- Problem description -
Render every line of the entries below as a single JSON list of strings, one string per line, and leave out any blank lines.

* Start *

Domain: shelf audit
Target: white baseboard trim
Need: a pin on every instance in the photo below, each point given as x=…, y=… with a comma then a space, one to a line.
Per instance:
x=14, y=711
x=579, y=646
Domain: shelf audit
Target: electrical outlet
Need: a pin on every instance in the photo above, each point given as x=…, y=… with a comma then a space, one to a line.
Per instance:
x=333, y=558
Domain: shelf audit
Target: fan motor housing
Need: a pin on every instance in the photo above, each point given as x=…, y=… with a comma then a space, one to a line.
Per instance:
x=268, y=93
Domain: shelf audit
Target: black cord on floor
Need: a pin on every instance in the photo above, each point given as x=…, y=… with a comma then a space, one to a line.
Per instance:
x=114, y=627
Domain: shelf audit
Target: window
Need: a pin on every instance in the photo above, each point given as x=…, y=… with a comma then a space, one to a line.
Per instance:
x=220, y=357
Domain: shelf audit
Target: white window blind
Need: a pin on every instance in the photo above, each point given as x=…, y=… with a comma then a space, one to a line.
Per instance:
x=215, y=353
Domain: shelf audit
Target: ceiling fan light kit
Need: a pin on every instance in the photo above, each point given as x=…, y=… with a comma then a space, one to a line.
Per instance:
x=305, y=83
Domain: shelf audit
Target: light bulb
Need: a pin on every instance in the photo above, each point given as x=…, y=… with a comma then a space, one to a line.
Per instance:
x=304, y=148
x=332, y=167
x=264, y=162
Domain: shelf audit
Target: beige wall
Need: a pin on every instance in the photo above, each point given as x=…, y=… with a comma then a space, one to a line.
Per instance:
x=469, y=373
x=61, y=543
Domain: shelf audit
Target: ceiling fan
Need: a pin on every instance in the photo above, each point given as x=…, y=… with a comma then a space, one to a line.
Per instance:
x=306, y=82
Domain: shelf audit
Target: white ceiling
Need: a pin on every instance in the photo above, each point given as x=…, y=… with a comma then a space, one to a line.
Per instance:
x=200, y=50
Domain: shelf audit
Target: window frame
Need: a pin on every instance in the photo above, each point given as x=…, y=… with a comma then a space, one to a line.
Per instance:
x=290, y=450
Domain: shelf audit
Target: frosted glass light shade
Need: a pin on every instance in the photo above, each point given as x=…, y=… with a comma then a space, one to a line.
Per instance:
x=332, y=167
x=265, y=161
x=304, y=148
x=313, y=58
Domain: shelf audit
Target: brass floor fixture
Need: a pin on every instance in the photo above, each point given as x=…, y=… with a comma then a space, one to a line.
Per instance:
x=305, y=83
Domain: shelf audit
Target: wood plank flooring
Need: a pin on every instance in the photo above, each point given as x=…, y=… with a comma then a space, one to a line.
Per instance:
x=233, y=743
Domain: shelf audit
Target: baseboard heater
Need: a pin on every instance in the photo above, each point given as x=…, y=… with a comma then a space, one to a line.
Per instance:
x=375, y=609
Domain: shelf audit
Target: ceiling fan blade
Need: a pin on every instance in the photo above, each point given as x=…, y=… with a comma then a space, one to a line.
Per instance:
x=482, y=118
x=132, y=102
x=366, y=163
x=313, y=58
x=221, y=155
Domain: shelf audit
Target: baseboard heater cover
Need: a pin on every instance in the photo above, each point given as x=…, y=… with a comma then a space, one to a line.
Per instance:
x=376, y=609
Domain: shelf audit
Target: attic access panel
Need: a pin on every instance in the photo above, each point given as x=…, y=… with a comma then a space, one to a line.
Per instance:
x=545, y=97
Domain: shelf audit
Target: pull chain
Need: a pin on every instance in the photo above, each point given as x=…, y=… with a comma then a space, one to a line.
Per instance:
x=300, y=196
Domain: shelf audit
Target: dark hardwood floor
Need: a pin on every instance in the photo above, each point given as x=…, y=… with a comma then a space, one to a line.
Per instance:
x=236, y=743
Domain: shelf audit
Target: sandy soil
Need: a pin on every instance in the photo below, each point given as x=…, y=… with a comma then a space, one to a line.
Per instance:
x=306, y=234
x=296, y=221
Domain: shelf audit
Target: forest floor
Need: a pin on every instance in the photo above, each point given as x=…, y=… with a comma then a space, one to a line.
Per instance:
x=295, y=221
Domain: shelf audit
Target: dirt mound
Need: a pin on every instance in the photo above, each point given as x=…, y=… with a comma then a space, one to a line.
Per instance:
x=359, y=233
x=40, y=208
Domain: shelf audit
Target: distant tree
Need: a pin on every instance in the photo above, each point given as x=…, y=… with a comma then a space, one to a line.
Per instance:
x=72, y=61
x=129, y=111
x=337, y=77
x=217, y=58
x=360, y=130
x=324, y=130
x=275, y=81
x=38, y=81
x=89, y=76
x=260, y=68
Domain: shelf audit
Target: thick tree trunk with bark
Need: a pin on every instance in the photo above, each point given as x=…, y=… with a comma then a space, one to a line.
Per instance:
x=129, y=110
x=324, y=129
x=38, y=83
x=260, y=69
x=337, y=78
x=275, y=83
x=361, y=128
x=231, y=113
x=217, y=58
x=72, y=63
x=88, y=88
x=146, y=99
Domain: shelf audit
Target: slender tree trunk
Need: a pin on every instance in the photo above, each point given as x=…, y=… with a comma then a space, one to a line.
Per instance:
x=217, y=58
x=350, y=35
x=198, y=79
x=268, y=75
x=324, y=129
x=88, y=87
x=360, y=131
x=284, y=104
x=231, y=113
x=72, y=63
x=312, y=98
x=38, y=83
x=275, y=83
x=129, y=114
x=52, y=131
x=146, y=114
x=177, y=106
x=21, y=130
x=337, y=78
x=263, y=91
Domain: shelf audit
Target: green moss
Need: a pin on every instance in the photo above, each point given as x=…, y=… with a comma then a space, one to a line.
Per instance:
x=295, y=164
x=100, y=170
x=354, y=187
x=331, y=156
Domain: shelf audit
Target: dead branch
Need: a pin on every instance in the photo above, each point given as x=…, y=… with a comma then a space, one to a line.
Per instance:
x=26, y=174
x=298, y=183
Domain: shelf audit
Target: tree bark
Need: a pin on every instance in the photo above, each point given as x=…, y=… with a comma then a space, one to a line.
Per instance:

* End *

- Correct result -
[
  "Domain: shelf audit",
  "Target: white baseboard trim",
  "Need: a pin on every instance in the photo below, each point given as x=…, y=… with a comma then a space, one to a line.",
  "Per instance:",
  "x=14, y=711",
  "x=579, y=646",
  "Domain: shelf audit",
  "Target: electrical outlet",
  "Need: a pin on every instance in the photo above, each point given as x=…, y=… with a comma then a space, one to a line.",
  "Per instance:",
  "x=333, y=558",
  "Domain: shelf audit",
  "Target: fan motor housing",
  "Need: a pin on every instance in the photo above, each point given as x=…, y=… with a comma then a space, one to a line.",
  "Per instance:",
  "x=268, y=93",
  "Domain: shelf audit",
  "Target: black cord on floor",
  "Need: a pin on every instance in the photo above, each point given as x=…, y=… with a comma then a space, one to a line.",
  "Per instance:",
  "x=114, y=627",
  "Domain: shelf audit",
  "Target: window",
  "Need: a pin on every instance in the photo above, each point given as x=…, y=… with a comma then a space, one to a line.",
  "Per instance:",
  "x=220, y=357",
  "Domain: shelf audit",
  "Target: white window blind",
  "Need: a pin on every instance in the photo above, each point given as x=…, y=… with a comma then a space, one to a line.",
  "Per instance:",
  "x=215, y=353",
  "Domain: shelf audit",
  "Target: ceiling fan light kit",
  "Need: a pin on every instance in the photo above, each point given as x=…, y=… with a comma then a space, one to a line.",
  "Per instance:",
  "x=305, y=83",
  "Domain: shelf audit",
  "Target: light bulb",
  "Need: a pin on every instance in the photo above, each point given as x=…, y=… with a comma then a space, one to a line.",
  "Per instance:",
  "x=304, y=148",
  "x=332, y=167",
  "x=264, y=162",
  "Domain: shelf audit",
  "Target: beige wall",
  "Need: a pin on every instance in the photo above, each point given as x=…, y=… with a comma then a space, one to a line.",
  "Per instance:",
  "x=469, y=373",
  "x=61, y=543",
  "Domain: shelf audit",
  "Target: ceiling fan",
  "Need: a pin on every instance in the photo above, each point given as x=…, y=… with a comma then a space, one to a line.",
  "Per instance:",
  "x=306, y=82",
  "Domain: shelf audit",
  "Target: white ceiling",
  "Need: a pin on every instance in the photo above, each point given as x=…, y=… with a comma then a space, one to a line.",
  "Per instance:",
  "x=200, y=50",
  "Domain: shelf audit",
  "Target: window frame",
  "Need: a pin on every instance in the photo above, each point given as x=…, y=… with a comma then a space, one to a line.",
  "Per instance:",
  "x=290, y=450",
  "Domain: shelf audit",
  "Target: frosted glass light shade",
  "Need: a pin on every instance in the photo above, each point given as x=…, y=… with a comma then a space, one to a line.",
  "Per instance:",
  "x=332, y=167",
  "x=265, y=161",
  "x=304, y=148",
  "x=313, y=58",
  "Domain: shelf audit",
  "Target: brass floor fixture",
  "Need: a pin on every instance in the photo above, each point given as x=…, y=… with a comma then a space, one to a line.",
  "Per instance:",
  "x=305, y=83",
  "Domain: shelf audit",
  "Target: wood plank flooring",
  "Need: a pin on every instance in the photo above, each point given as x=…, y=… with a comma then a space, one to a line.",
  "Per instance:",
  "x=233, y=743",
  "Domain: shelf audit",
  "Target: baseboard heater",
  "Need: a pin on every instance in the photo above, each point given as x=…, y=… with a comma then a space, one to a line.",
  "Per instance:",
  "x=375, y=609",
  "Domain: shelf audit",
  "Target: ceiling fan blade",
  "Need: a pin on every instance in the photo above, each point given as x=…, y=… with a comma then a space, one to a line.",
  "Per instance:",
  "x=482, y=118",
  "x=132, y=102",
  "x=366, y=163",
  "x=313, y=58",
  "x=221, y=155",
  "Domain: shelf audit",
  "Target: baseboard heater cover",
  "Need: a pin on every instance in the photo above, each point given as x=…, y=… with a comma then a space, one to a line.",
  "Per instance:",
  "x=376, y=609",
  "Domain: shelf audit",
  "Target: attic access panel",
  "Need: a pin on every instance in the photo above, each point given as x=…, y=… with a comma then a space, one to a line.",
  "Per instance:",
  "x=545, y=97",
  "Domain: shelf audit",
  "Target: pull chain",
  "Need: a pin on every instance in the photo above, each point given as x=…, y=… with a comma then a space, one to a line.",
  "Per instance:",
  "x=300, y=196",
  "Domain: shelf audit",
  "Target: dark hardwood floor",
  "Need: a pin on every instance in the photo above, each point given as x=…, y=… with a comma then a space, one to a line.",
  "Per instance:",
  "x=236, y=743",
  "Domain: shelf audit",
  "Target: sandy soil",
  "Need: a pin on every instance in the photo below, each point given as x=…, y=… with a comma then a space, one to a line.",
  "Per instance:",
  "x=306, y=234",
  "x=296, y=221",
  "Domain: shelf audit",
  "Target: forest floor",
  "Need: a pin on every instance in the photo above, each point given as x=…, y=… with a comma then a space, one to a line.",
  "Per instance:",
  "x=295, y=221",
  "Domain: shelf audit",
  "Target: dirt mound",
  "Need: a pin on every instance in the photo above, each point given as x=…, y=… with a comma then a space, one to a line.",
  "Per instance:",
  "x=359, y=233",
  "x=40, y=208",
  "Domain: shelf audit",
  "Target: distant tree",
  "Need: a pin on every instance in the photo above, each point given as x=…, y=… with a comma then a space, one to a line.",
  "Per instance:",
  "x=72, y=61",
  "x=129, y=111",
  "x=337, y=77",
  "x=217, y=58",
  "x=360, y=130",
  "x=324, y=130",
  "x=275, y=81",
  "x=38, y=81",
  "x=89, y=76",
  "x=260, y=68",
  "Domain: shelf audit",
  "Target: thick tree trunk with bark",
  "Need: a pin on every instance in the photo above, each point given as x=…, y=… with a comma then a space, one to a line.",
  "Per instance:",
  "x=129, y=110",
  "x=324, y=129",
  "x=38, y=83",
  "x=260, y=69",
  "x=337, y=78",
  "x=275, y=83",
  "x=361, y=128",
  "x=231, y=113",
  "x=217, y=58",
  "x=72, y=63",
  "x=88, y=88",
  "x=146, y=99",
  "Domain: shelf audit",
  "Target: slender tree trunk",
  "Need: a pin on every instance in the photo above, each point given as x=…, y=… with a comma then a space, one to a line.",
  "Per instance:",
  "x=217, y=58",
  "x=350, y=35",
  "x=198, y=79",
  "x=268, y=75",
  "x=324, y=129",
  "x=88, y=87",
  "x=360, y=131",
  "x=284, y=104",
  "x=231, y=113",
  "x=72, y=63",
  "x=312, y=98",
  "x=38, y=83",
  "x=275, y=83",
  "x=129, y=114",
  "x=52, y=131",
  "x=146, y=114",
  "x=177, y=106",
  "x=21, y=130",
  "x=337, y=78",
  "x=263, y=91",
  "Domain: shelf audit",
  "Target: green moss",
  "Need: a pin on every instance in the photo above, each point given as x=…, y=… with a comma then a space, one to a line.",
  "Per instance:",
  "x=295, y=164",
  "x=100, y=170",
  "x=354, y=187",
  "x=331, y=156",
  "Domain: shelf audit",
  "Target: dead branch",
  "Need: a pin on every instance in the photo above, each point given as x=…, y=… with a comma then a space, one to a line.",
  "Per instance:",
  "x=26, y=174",
  "x=298, y=183",
  "Domain: shelf audit",
  "Target: tree bark",
  "Need: a pin on every instance in the photo above, each point given as x=…, y=… with a comma then a space, one to a line.",
  "Per instance:"
]